*Ausgewählter Abschnitt*.
◇ ◇ ◇ ◇ ◇ ◇ ◇
# Neues Teil im Garten



## bayernhoschi (28. Apr. 2013)

Hallo,
einige von euch werden sich sicher noch daran erinnern

Mittlerweile schauts jetzt so aus

Das ganze soll mal ein japanisch angehauchter Steingarten werden.
Wie iht sehen könnt geht das ganze richtung Haus in die Höhe.
Das heißt ich muß das irgendwie aufschütten.
Aber womit, ich schwanke noch zwischen Sand und Kies.
Unter der obersten Schicht die aus weißem und schwarzem Kies bestehen soll kommt ein Unkrautvlies.
Soweit so klar.
Es sollen ja auch noch ein paar Pflanzen einzug halten, das sollte auch bedacht werden.
Da wäre vieleicht Spielsand wegen dem Lehmanteil passend?

Kann mir da jemand von euch Tipps geben?

Im Moment ruht allerdings die Baustelle aus beruflichen Gründen, aber gedanklich weiterbauen geht ja immer


----------



## Joerg (28. Apr. 2013)

*AW: Neues Teil im Garten*

Hi Ralph,
wenn da richtig was an Pflanzen wachsen soll, kannst du auch die normale Erde lassen.
Oben wird das ganze ja von dem Kies abgedeckt.


----------



## bayernhoschi (29. Apr. 2013)

*AW: Neues Teil im Garten*

Hallo Jörg,
es wird ja nicht von Pflanzen "überwuchert", nur so ein paar als Tüpferl.
◇ ◇ ◇ ◇ ◇ ◇ ◇
*Zu prüfende Daten*.

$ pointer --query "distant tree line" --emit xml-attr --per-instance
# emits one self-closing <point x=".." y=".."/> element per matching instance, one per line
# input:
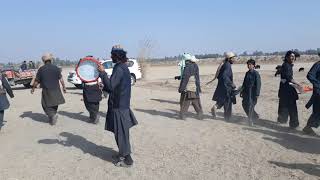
<point x="67" y="62"/>
<point x="245" y="53"/>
◇ ◇ ◇ ◇ ◇ ◇ ◇
*Übungsaufgaben*.
(1) Stimmen die folgenden Aussagen mit dem Forumsfaden über den Steingarten überein? Antworte jeweils mit Ja oder Nein und zitiere die entscheidenden Worte wörtlich. (a) Die oberste Schicht soll aus weißem und schwarzem Kies bestehen. (b) Joerg rät, die normale Erde durch Sand zu ersetzen. (c) Die Baustelle ruht im Moment aus beruflichen Gründen.
(2) Gib aus dem Forumsfaden über den Steingarten einen Abschnitt wortgetreu aus: Beginne bei den Worten "Aber womit, ich" und höre nach den Worten "Soweit so klar." auf.
(3) Was soll laut dem Forumsfaden über den Steingarten aus dem Gartenstück einmal werden?

*Lösungen je Aufgabe*.
(1)
(a) Ja: „Unter der obersten Schicht die aus weißem und schwarzem Kies bestehen soll kommt ein Unkrautvlies.“
(b) Nein: „kannst du auch die normale Erde lassen.“
(c) Ja: „Im Moment ruht allerdings die Baustelle aus beruflichen Gründen“

(2)
Aber womit, ich schwanke noch zwischen Sand und Kies.
Unter der obersten Schicht die aus weißem und schwarzem Kies bestehen soll kommt ein Unkrautvlies.
Soweit so klar.

(3) Ein japanisch angehauchter Steingarten.